What this task involves ▸ Count the lines in the records below that contain the string "frozen", treating uppercase and lowercase letters as different. Reply with the number alone.

Given records ▸

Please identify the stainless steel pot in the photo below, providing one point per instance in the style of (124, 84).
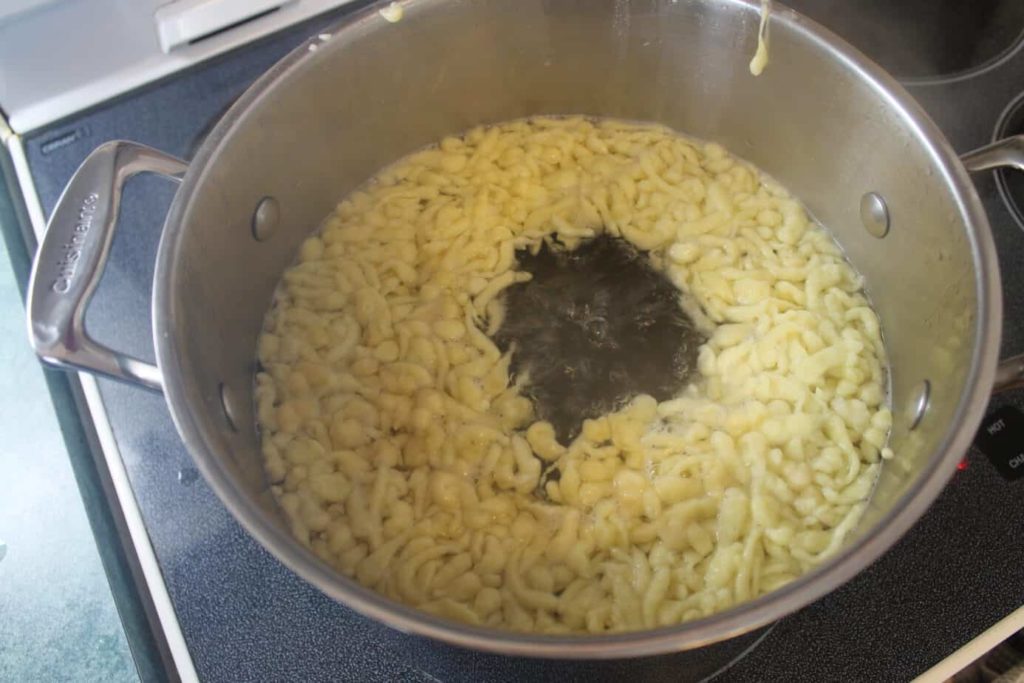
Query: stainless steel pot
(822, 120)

==

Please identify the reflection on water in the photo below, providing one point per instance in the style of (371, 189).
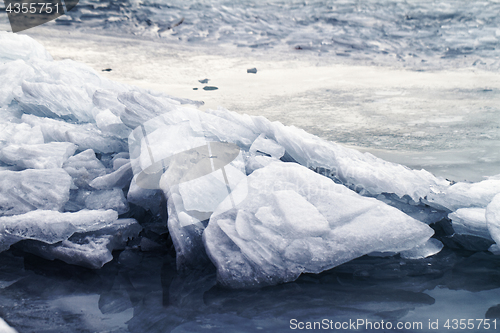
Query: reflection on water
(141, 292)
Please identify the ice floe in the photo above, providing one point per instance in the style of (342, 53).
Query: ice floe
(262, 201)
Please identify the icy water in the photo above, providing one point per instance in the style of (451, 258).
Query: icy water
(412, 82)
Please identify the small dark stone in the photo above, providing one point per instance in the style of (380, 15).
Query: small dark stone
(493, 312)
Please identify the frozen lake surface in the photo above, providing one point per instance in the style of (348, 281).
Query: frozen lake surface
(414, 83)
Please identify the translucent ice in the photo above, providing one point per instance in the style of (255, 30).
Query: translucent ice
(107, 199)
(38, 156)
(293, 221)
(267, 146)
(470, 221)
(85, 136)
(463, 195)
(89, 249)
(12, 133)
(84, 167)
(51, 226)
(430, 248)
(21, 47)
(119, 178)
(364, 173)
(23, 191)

---

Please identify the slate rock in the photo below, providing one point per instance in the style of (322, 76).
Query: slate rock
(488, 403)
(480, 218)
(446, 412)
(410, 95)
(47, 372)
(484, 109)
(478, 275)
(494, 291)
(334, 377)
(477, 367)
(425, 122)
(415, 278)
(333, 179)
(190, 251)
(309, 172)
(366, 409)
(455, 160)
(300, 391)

Task response ▸ 2